[The request]
Begin at the line of the data that has "Provide the pixel coordinates of one point on the pile" and stop after the line that has "Provide the pixel coordinates of one point on the white". Reproduce those lines, substituting "image coordinates" for each occurrence of "pixel coordinates" and leaving all else unchanged.

[Task material]
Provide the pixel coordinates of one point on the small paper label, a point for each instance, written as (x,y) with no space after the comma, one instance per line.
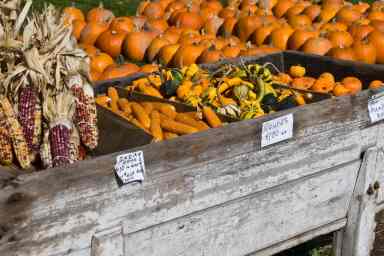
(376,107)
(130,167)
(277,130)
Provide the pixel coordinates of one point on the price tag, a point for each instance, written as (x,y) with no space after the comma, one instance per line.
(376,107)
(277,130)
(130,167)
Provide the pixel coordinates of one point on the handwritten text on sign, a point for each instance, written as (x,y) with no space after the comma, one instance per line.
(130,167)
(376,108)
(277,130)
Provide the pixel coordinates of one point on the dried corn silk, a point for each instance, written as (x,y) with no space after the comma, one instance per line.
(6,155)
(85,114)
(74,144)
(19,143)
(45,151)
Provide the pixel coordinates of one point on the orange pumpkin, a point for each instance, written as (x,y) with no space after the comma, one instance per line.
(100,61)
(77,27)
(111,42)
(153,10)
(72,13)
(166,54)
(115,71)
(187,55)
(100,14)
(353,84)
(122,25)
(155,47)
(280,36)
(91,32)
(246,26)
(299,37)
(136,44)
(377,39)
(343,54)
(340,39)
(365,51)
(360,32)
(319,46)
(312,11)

* * *

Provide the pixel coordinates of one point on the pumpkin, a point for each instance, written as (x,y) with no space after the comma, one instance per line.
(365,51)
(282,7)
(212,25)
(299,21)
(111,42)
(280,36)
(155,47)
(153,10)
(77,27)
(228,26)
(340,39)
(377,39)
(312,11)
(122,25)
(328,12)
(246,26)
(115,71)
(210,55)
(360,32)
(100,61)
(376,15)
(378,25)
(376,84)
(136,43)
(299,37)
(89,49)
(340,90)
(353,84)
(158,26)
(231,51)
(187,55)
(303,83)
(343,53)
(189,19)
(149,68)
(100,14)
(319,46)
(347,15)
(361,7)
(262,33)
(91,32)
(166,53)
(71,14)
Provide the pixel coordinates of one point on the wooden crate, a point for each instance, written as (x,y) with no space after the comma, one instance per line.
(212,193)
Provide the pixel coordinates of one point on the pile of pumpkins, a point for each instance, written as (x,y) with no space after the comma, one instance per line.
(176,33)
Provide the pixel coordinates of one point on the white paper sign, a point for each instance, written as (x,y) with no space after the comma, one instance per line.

---

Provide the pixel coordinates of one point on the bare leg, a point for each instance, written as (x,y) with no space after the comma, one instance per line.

[Answer in full]
Provide the image coordinates of one point on the pile of pumpkins, a point for each instance, written as (x,y) with no space after the comma, one instance per line.
(176,33)
Provide the image coordinates of one point on the white paper sign, a point for each instance, written as (x,y) with no space after the comma, one instance per line.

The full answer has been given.